-- Work task --
Only the pictures are to be omitted; everything else in the listing must be reproduced exactly.
————————
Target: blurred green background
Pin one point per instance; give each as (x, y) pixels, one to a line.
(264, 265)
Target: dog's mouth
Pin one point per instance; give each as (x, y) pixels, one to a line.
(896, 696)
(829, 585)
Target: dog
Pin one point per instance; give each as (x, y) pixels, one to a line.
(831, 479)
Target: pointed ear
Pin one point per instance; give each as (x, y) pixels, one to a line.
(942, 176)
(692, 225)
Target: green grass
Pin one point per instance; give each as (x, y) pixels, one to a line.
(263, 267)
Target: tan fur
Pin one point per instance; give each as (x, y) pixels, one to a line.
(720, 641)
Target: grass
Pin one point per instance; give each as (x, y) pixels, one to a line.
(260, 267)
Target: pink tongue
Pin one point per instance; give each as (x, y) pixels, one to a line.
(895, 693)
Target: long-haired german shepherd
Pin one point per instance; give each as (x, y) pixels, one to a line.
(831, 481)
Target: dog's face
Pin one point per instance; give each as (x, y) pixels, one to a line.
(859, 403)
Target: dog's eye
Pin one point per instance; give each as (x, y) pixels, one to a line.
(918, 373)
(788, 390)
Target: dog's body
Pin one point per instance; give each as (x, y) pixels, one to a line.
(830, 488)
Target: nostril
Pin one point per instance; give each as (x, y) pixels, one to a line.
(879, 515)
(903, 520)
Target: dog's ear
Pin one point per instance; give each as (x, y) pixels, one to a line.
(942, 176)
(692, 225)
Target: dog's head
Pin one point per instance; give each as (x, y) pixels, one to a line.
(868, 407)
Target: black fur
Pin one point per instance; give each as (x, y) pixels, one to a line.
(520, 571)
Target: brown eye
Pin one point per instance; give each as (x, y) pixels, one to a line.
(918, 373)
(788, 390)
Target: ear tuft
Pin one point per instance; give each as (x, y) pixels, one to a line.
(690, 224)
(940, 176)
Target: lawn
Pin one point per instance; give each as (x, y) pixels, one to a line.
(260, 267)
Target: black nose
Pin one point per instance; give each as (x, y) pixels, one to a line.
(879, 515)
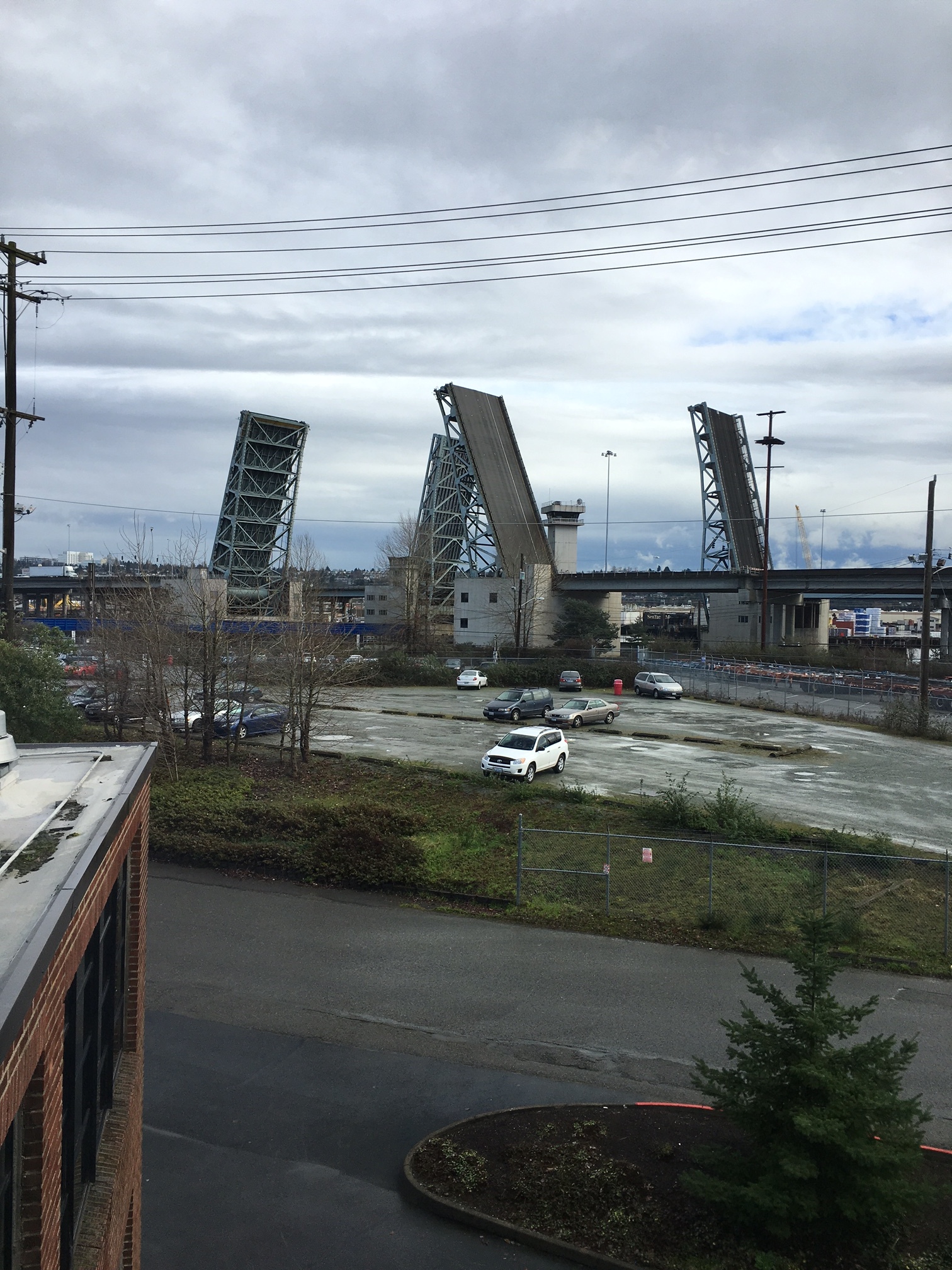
————————
-- Exercise result --
Target: blurred green background
Pin one point per instance; give each as (x, y) pixels, one to a line.
(264, 265)
Target: dog's mouth
Pin one point per instance; give each as (x, y) pixels, one to a line.
(896, 696)
(829, 585)
Target: dog
Pin one point per instance; give each as (x, y) pixels, one to a line.
(831, 479)
Target: pointed ear
Pin one point per instance; give each as (x, y) pixels, one to a line.
(942, 176)
(692, 225)
Target: green grass
Pin one point per instance; give each as (x, y) pixels, one to a line.
(263, 267)
Target: tan fur
Pin one point per instance; give each as (x, y) pixels, one to a line.
(720, 641)
Target: grass
Pin one point per instance; give each as (x, y) pixels, one to a line.
(260, 267)
Target: pink tongue
Pin one point per instance; give each as (x, y) pixels, one to a line.
(895, 693)
Target: long-haired german shepherd
Pin one point per instance; give each as (x, y) pixels, one to a line.
(831, 481)
Target: dog's face
Pin one point per instance; give each as (x, y) pixels, one to a line.
(859, 403)
Target: dog's eye
Pin one point per instance; give each as (x, y) pixels, one to a line.
(918, 373)
(788, 390)
Target: dog's body
Pin one point per instance; give each as (x, y) pixels, one to a line.
(830, 488)
Target: nostril
Pin one point per instance; give each as (x, y) pixels, one to a line.
(879, 515)
(903, 520)
Target: dog's ear
Pin one point per instance; give each as (x, y) pixels, one to a line.
(942, 176)
(692, 225)
Target: dog's head
Pin one point per instance; give each as (x, y) pixels, one to a line.
(868, 407)
Target: black fur
Pin one point per instance; give each as (x, y) pixels, one to a line.
(520, 571)
Target: brown eye
Pin one point per instance; give each as (x, y) pixels, one to a line.
(918, 373)
(788, 390)
Target: ear tuft
Pin one point per instance; give each as (x, y) pixels, one to a line.
(690, 224)
(940, 176)
Target: lawn
Pin one point per instance; give each as (x, y) pixels, one to a line.
(260, 267)
Target: black nose
Pin one point per instance; give each as (x, y) pixels, one to a line.
(879, 515)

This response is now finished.